## [Source document]
# # # # #
And now, for the great debate: to sauce or not to sauce the meat? Santa Maria Style barbecue skips the sauce—that’s a Kansas City and Carolinas thing.

Ray encourages people to understand a style’s foundation first. What you do after, well, that’s between you and your plate.

How the Cut Changed the Cook

Long before tri-tip was deemed California’s cut, Central Coast pitmasters were serving up top sirloin. They’d section the meat into thirds, thread the pieces onto a rod, and cook over red oak coals. No grill grate needed. Though this cooking method has become less common, you can still catch pitmasters using it at Elks and events around Los Alamos.

But tri-tip’s rise in popularity changed the setup just as much as the menu. An adjustable grilling screen makes more sense when you’re cooking tri-tip, linguica, and garlic bread at the same time.

A Meal’s Supporting Cast

A Santa Maria Style spread isn’t complete without the sides. The traditional lineup includes:

In addition to the classics above, Ray’s menu at Whiskey Bent BBQ tells a more personal story. The bacon fried rice comes from his Japanese grandmother, who used to make it with leftover rice in the morning. The mac and cheese uses beef tallow instead of butter.
# # # # #
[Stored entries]

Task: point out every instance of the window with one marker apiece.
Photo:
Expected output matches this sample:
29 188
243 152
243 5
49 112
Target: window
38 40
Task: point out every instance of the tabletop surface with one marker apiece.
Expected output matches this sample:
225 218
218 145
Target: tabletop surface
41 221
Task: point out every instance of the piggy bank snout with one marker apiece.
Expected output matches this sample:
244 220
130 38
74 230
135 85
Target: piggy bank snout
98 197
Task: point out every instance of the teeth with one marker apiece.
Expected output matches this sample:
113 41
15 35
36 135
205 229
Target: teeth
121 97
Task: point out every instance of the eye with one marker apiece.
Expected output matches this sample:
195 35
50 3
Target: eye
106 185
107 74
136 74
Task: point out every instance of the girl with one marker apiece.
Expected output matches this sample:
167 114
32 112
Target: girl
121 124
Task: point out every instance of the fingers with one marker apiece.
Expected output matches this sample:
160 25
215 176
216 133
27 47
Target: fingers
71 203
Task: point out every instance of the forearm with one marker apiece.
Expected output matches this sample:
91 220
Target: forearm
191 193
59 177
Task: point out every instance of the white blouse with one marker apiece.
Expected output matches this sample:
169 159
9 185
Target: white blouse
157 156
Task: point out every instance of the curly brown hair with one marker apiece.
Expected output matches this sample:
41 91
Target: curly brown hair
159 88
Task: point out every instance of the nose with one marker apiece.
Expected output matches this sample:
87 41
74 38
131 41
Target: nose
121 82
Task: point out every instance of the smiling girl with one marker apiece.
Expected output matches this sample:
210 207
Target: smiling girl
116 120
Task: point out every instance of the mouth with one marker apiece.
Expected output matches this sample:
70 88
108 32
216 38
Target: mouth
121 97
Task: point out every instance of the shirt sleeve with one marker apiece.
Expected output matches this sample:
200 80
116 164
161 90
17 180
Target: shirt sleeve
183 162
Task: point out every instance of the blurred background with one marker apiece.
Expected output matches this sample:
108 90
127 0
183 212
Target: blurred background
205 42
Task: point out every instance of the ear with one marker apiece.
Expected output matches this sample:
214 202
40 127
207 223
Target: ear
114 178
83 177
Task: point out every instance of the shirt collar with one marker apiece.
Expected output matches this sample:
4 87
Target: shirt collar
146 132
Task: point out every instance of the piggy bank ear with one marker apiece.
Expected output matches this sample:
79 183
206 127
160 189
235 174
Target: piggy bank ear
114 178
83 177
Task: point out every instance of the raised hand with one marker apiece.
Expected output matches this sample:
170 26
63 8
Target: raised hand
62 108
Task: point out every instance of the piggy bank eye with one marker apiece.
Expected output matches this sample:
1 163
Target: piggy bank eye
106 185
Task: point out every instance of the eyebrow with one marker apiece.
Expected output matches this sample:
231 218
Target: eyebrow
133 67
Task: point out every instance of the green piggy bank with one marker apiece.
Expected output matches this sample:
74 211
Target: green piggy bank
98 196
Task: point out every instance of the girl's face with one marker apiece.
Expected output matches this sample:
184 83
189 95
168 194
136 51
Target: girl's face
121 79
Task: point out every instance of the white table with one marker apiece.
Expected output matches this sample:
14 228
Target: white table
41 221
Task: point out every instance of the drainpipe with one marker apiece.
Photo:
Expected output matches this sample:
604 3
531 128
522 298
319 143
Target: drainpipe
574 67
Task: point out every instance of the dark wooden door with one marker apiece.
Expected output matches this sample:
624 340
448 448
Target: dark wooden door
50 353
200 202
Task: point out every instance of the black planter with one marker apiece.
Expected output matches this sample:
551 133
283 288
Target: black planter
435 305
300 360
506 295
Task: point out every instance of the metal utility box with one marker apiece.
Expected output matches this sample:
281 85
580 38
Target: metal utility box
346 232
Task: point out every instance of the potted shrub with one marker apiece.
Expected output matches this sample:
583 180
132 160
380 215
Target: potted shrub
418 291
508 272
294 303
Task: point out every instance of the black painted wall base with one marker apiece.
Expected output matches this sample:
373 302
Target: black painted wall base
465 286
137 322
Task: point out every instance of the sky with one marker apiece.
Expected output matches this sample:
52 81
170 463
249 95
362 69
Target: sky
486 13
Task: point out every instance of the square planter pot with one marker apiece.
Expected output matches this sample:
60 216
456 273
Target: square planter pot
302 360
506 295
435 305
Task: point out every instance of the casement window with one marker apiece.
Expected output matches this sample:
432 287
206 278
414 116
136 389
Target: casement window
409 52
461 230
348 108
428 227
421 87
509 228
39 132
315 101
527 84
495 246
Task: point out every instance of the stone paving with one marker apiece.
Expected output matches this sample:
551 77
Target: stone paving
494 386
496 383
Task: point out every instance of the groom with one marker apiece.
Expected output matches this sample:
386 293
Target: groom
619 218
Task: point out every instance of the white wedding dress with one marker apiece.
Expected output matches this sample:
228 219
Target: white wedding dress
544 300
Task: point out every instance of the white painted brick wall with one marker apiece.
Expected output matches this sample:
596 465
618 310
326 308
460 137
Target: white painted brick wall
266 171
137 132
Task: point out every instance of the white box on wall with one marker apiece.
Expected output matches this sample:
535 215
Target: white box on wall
# # # # #
## [Work request 1]
Which foods does the Santa Maria barbecue text say you might cook at the same time on an adjustable grilling screen?
## [Work request 2]
Can you write what comes next in the Santa Maria barbecue text, starting after its final sentence?

## [Answer 1]
Tri-tip, linguica, and garlic bread.

## [Answer 2]
Every dish traces back to someone. A family recipe. A shared table. Santa Maria Style barbecue has worked that way since the mid-1800s, when local ranchers hosted Spanish-style feasts for their vaqueros and neighbors. This food doesn’t exist without the gathering around it.

Coming Together Around the Table

In other parts of the country, barbecue is a patience game played behind closed smoker doors. (We’re all picturing that friend who tends to a smoker alone for 14 hours.)

Santa Maria Style is the opposite. The cook is the event—that’s one of the biggest reasons Ray believes this method has endured for centuries. You show up as the fire starts up, hang around while the coals burn down, and stay for 2-3 hours as the meat cooks.

Some of Ray’s fondest memories involve being together while cooking. He recalls a childhood full of barbecuing at home, with his mother at the helm. Nowadays, he enjoys meals with his family and supports local nonprofits with his culinary talents. Ray regularly attends community events, where he grills hundreds of pounds of meat in a weekend.

What are Ray’s Favorite Barbecue Spots?

Whether you’re a local looking for a hidden gem or you’re planning a visit to the Central Coast, Ray has a couple of spots he thinks you’ll enjoy:

  • Los Alamos markets on Saturday or Sunday
  • Garey Store (tri-tip served on Fridays)

If you’re in the area on other days of the week, rest assured. There are plenty of restaurants serving up Santa Maria Style barbecue. This is one cuisine you’ll want to save room for in your trip itinerary!

Want to Bring Santa Maria Style Home?

Ray’s approach to tri-tip is straightforward, but every step matters.

  1. Pick up choice or prime-grade protein. Trim the silver skin, and keep the fat.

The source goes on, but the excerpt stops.